--- What is asked ---
Copy all the entries below exactly, but not the pictures.

↓↓↓

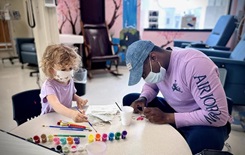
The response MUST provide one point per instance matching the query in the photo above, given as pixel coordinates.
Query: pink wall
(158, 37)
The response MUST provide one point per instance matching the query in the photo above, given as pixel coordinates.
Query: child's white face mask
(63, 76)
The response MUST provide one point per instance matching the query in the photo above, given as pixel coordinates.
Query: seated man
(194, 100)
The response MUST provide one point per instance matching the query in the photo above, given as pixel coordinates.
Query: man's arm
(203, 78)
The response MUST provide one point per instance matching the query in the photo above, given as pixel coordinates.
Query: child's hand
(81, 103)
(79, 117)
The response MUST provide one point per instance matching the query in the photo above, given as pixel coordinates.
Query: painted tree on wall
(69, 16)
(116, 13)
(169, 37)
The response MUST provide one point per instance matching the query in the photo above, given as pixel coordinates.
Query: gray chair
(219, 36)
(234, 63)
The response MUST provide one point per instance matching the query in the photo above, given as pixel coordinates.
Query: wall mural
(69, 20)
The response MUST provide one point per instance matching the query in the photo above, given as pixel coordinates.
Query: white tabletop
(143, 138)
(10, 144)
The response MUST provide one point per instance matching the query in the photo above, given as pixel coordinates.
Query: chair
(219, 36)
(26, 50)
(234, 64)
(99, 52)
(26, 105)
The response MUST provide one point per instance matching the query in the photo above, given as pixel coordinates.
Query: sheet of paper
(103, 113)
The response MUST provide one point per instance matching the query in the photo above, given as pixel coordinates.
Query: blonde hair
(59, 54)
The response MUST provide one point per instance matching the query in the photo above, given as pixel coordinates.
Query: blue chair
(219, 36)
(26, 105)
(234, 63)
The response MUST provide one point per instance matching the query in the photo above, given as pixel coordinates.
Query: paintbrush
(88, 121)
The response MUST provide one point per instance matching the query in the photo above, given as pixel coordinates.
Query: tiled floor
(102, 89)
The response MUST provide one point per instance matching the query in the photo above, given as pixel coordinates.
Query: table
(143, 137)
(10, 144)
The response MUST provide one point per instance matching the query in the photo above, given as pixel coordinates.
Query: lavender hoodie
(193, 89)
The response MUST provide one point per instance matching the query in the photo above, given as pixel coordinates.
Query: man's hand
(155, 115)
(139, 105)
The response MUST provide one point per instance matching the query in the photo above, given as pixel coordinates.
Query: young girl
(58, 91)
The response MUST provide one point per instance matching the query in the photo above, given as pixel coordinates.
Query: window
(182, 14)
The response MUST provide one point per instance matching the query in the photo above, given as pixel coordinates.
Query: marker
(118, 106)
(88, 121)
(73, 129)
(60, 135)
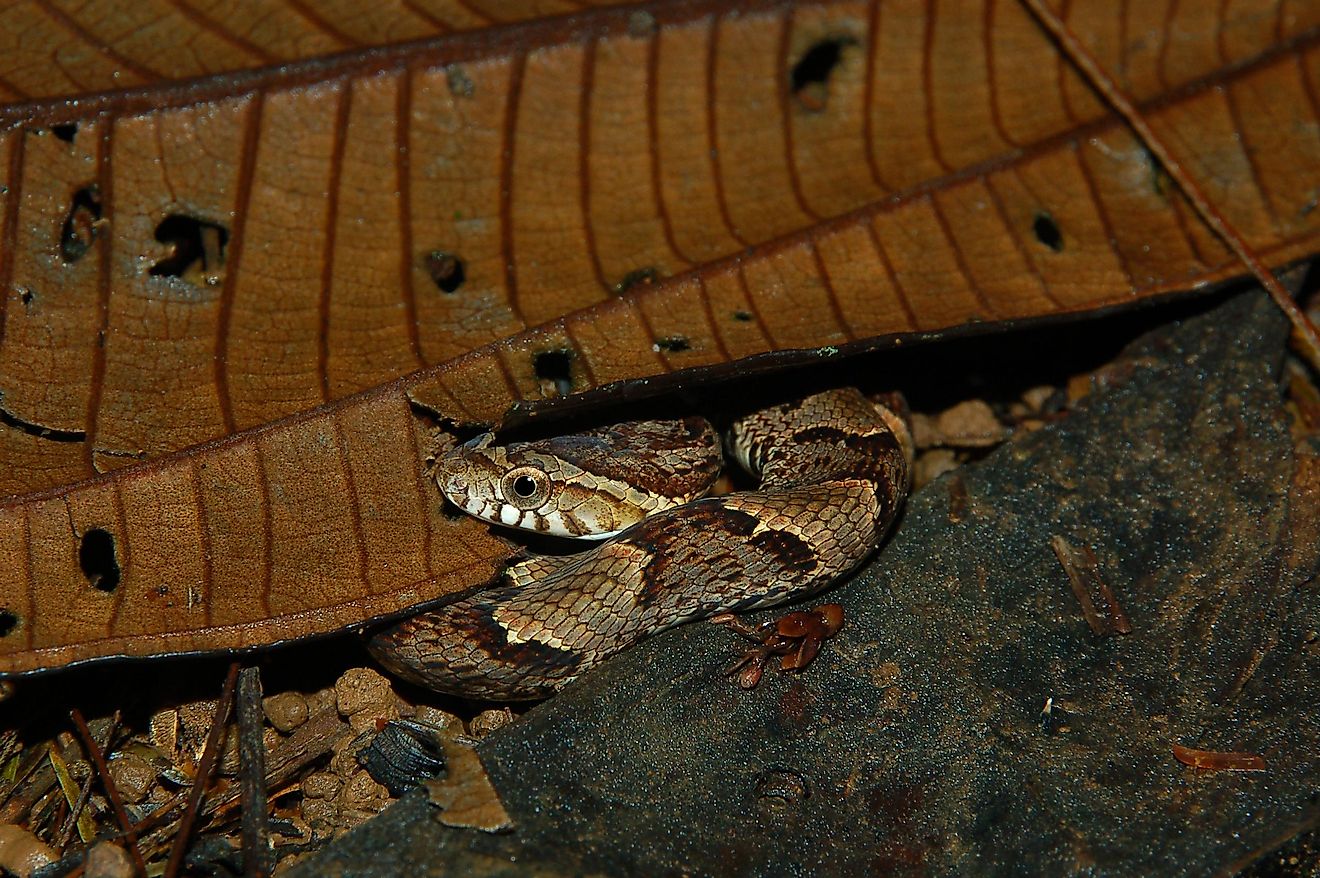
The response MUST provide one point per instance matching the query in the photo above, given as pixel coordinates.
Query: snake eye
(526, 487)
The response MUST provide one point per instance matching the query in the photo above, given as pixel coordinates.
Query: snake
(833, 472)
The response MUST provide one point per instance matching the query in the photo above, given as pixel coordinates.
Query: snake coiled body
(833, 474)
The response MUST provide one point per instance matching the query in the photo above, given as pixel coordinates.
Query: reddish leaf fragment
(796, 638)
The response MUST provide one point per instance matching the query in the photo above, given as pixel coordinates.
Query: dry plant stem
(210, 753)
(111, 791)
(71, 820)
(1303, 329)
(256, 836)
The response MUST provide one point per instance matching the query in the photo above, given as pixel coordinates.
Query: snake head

↑↑↑

--- The result ---
The response MUST provide one point per instance matching the query in the photo above, given as pixel coordinates.
Query: pink wall
(158, 37)
The response MUST provide one point per instance matching the query in the photo above, given as pixel coordinates.
Query: child's white face mask
(63, 76)
The response MUST provide one point per instance matching the query in the photo above, given as pixel coordinates.
Query: seated man
(194, 100)
The response MUST provide one point per instance matching the query in the photo above, given as pixel coordinates.
Query: man's arm
(203, 78)
The response MUST provide one point per instance matching the query in the photo above, given as pixel coordinates.
Query: child's hand
(81, 103)
(79, 117)
The response MUST provide one point per instance matching the query in the photo above, given as pixel coordinates.
Query: painted tree on wall
(69, 16)
(116, 13)
(169, 37)
The response MUST provide one point per instance matching the query in the photo above, given as pixel coordinates.
Query: gray chair
(219, 36)
(234, 63)
The response MUST provide one point per instance matching the query in the photo above, given as pixel coordinates.
Query: wall mural
(69, 20)
The response MUST provide one point per instance matching the query in the photo above, given as pixel coordinates.
Query: white tabletop
(143, 138)
(10, 144)
The response MUST provide one point per instance matching the query in the photo above, given as pixel coordinates.
Query: chair
(219, 36)
(26, 50)
(234, 64)
(99, 52)
(26, 105)
The response MUST provide one point per instance matching the query in the photo above, given as pixel coordinates.
Query: sheet of paper
(103, 113)
The response MUST provide one point per instance matching the query in the photo above, given as pixel coordinates.
Query: blonde hair
(59, 54)
The response MUST provide one point per instance matching the query in the photo above, given as pixel coordinates.
Query: blue chair
(219, 36)
(26, 105)
(234, 63)
The response MUST provide one point per instance matching the query in the photo above, given as pixel coordinates.
Query: paintbrush
(88, 121)
The response MUST provide one point per instance matching the query in the photo above, given as pixel coordinates.
Query: tiled floor
(102, 89)
The response MUST provide one point per instance matching the query in the photo above, given as pixel coordinates.
Query: table
(143, 137)
(10, 144)
The response MUST provide one point per instance matching the query in the photo above, given as pixel coordinates.
Query: lavender hoodie
(193, 89)
The response MUST provide one point per instance matching the query in the photo above, given as pixel coordinates.
Query: man's hand
(155, 115)
(139, 105)
The response MUST provide one point per instance matching the query in the photo above, given as pixel coordinates.
Query: young girl
(58, 91)
The response MUST provide one point per instance matching the query in the photo above, given as pixel coordinates.
Query: window
(182, 14)
The response MUST provide one point per instance matching the query in the photo above, given as pixel coordinates.
Query: marker
(118, 106)
(88, 121)
(73, 129)
(60, 135)
The response MUST provide one point per instance matching the query in the photo above, given as pixel coordinates.
Query: snake eye
(526, 487)
The response MUST provide one point per instance matching the query in the photo above, given as pixel coordinates.
Query: snake
(833, 472)
The response MUST provide one point per instance matching the query in the photo above, given as pixel coordinates.
Query: snake coiled body
(833, 474)
The response MUST provide one point per instance matching the query in the photo above, given as pixel coordinates.
Query: reddish leaf fragment
(796, 638)
The response MUST provide one point per instance matching the query in the photo above, given as pixel coordinates.
Query: dry plant stem
(210, 753)
(111, 791)
(71, 820)
(1303, 329)
(256, 836)
The response MUST provide one point per instance matching the query in the photo above, given as pixel coordinates.
Query: snake head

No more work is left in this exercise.